• _Instruções_:
1: Atualize a parte do trecho sobre multiparentalidade que abre com as palavras "A multiparentalidade tem" e fecha com "sociedade sejam reconhecidas.", colocando "bens materiais" no lugar de "patrimônio".
2: Responda com base no trecho sobre multiparentalidade:
(a) Em que direito se baseava a antiga estrutura patriarcal da família?
(b) Qual código de 2002 é citado?
(c) Quais provimentos do CNJ aparecem no sumário?

• _Trecho para leitura_:
▬▬▬▬▬▬
Keywords: Family. Multiparentality, Membership, Legal effects.

Sumário: Introdução. 1. Evolução história da família. 2. As famílias na contemporaneidade brasileira. 3. Possibilidades e consequências jurídicas da multiparentalidade. 4. Filiação e afeto. 5. Reconhecimento e registro da multiparentalidade socioafetiva à luz dos Provimentos nº 63/2017 e 83/2019, do CNJ. 6. Direito ao patronímico paterno/materno socioafetivo. Conclusão. Referências.

Introdução

A multiparentalidade tem sido um tema de notória relevância no século XXI em virtude de serem cada vez mais comuns os desafios enfrentados nas relações parentais e de filiação. Como se sabe, a família tem se estruturado e se constituído de diversos padrões e formas e que é ultrapassada a concepção de que família é somente aquela que decorre dos laços biológicos, decorrentes de casamento civil. Hoje em dia não se pensa apenas na proteção de patrimônio, mas também no direito de cada um dos envolvidos, de maneira que as relações interpessoais existentes na sociedade sejam reconhecidas.

Historicamente a estrutura familiar tinha como modelo a estrutura patriarcal que era originada e baseada no direito romano, o que atualmente é reconhecido no Código Civil Brasileiro de 2002, fazendo com que o conceito de família sofresse mutações, uma vez que aquilo que era delimitado pela parentalidade que era formada apenas por laços sanguíneos hoje é mais ampla e se estende e se reconhece, inclusive, na instituição afetiva. Houve uma evolução no conceito de família no que se refere a hábitos, costumes, direitos humanos, respeito e as variações afetivas como se constituem os atuais modelos de família.

Atualmente existem novas estruturas familiares que se moldam totalmente diferente da antiga estrutura da família patriarcal, que envolvia laços matrimoniais, biológicos e hierárquicos. Frequentemente se depara com modelos de família em mosaico, monoparentais, poliafetivas, paralelas, entre outras. Porém, existe um modelo familiar que buscou proteção jurídica e hoje tem seu reconhecimento, que é a parentalidade socioafetiva, o que representa a multiparentalidade.
▬▬▬▬▬▬
• _Material fornecido_:

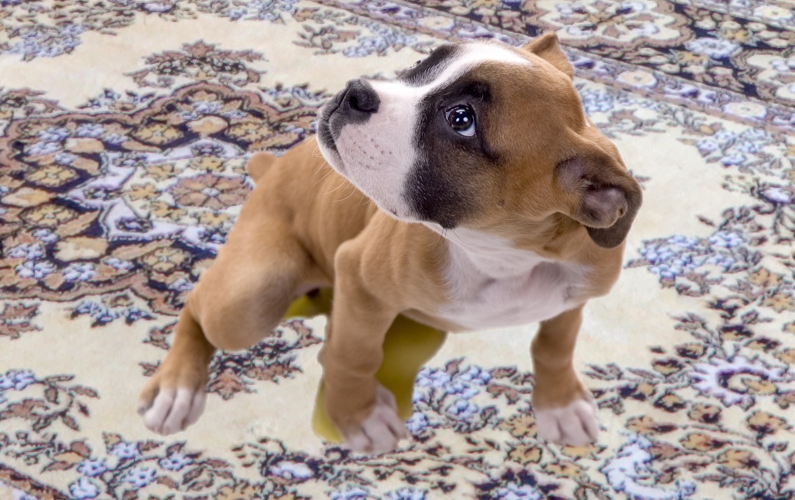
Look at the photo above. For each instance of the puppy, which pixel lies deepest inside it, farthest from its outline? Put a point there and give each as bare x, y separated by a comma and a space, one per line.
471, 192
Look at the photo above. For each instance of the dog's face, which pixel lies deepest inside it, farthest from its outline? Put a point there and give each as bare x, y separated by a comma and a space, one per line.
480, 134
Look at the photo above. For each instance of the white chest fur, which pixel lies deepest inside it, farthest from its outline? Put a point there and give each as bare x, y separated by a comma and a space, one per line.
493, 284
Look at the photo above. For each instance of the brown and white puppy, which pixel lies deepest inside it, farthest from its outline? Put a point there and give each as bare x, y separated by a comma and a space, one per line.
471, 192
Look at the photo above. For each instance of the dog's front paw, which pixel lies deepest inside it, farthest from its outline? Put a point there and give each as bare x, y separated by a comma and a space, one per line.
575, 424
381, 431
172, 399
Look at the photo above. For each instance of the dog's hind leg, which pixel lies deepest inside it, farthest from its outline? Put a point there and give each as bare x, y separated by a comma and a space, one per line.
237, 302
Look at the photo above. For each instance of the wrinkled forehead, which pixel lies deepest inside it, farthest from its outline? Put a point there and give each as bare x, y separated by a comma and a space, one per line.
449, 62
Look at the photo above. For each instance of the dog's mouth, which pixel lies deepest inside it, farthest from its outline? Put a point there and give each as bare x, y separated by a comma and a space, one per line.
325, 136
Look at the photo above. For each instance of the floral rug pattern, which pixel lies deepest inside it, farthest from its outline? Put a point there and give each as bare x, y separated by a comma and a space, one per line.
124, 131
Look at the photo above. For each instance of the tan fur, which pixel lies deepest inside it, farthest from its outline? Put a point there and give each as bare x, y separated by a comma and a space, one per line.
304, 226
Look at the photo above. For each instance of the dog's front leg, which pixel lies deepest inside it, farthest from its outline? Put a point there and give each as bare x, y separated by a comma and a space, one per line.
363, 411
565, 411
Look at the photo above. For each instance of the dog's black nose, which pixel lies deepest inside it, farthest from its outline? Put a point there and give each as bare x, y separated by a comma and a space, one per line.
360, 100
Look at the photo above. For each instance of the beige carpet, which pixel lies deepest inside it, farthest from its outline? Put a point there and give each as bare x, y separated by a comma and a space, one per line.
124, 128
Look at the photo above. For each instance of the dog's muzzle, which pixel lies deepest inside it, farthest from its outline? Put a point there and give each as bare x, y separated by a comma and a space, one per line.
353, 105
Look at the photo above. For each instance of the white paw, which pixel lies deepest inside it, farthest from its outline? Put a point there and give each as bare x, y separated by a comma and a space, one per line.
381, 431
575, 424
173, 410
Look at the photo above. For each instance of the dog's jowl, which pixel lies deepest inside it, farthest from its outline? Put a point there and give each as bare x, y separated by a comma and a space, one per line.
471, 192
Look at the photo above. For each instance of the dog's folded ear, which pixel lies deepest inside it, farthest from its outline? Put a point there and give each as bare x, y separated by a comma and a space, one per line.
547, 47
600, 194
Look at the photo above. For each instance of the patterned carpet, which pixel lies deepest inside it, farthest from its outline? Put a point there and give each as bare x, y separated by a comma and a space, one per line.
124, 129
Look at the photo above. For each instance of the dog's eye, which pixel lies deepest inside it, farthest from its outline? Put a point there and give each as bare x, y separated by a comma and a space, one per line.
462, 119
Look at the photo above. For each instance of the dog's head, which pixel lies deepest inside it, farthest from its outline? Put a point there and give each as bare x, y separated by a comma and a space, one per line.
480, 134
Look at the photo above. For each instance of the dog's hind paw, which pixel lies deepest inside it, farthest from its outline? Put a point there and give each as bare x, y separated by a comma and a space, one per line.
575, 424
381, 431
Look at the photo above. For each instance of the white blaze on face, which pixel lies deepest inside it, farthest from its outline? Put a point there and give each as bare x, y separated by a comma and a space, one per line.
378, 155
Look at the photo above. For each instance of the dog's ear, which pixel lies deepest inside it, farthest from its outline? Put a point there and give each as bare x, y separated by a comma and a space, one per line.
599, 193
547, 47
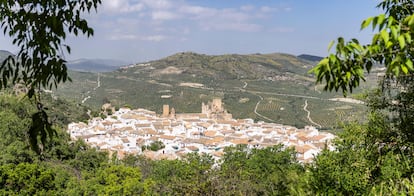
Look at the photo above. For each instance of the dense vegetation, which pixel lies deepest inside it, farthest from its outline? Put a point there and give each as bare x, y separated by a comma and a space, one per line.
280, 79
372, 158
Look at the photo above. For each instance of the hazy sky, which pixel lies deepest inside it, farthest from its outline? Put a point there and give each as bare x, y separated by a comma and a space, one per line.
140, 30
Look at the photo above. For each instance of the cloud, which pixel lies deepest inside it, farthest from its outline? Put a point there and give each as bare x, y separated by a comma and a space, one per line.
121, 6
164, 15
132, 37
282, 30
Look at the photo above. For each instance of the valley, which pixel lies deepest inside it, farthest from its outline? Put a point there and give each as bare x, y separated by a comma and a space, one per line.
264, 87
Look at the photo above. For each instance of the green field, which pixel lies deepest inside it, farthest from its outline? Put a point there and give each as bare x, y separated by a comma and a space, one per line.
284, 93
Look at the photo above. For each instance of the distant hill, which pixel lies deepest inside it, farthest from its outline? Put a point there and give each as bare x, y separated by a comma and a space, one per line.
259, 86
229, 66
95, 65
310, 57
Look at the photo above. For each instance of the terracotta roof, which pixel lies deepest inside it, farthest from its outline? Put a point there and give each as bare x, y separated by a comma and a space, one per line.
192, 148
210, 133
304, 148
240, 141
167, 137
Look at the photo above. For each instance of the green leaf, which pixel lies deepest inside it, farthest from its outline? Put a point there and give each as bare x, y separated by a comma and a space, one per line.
▬▬▬▬▬▬
• _Respostas certas_:
1:
A multiparentalidade tem sido um tema de notória relevância no século XXI em virtude de serem cada vez mais comuns os desafios enfrentados nas relações parentais e de filiação. Como se sabe, a família tem se estruturado e se constituído de diversos padrões e formas e que é ultrapassada a concepção de que família é somente aquela que decorre dos laços biológicos, decorrentes de casamento civil. Hoje em dia não se pensa apenas na proteção de bens materiais, mas também no direito de cada um dos envolvidos, de maneira que as relações interpessoais existentes na sociedade sejam reconhecidas.

2:
(a) No direito romano.
(b) O Código Civil Brasileiro.
(c) Os Provimentos nº 63/2017 e 83/2019.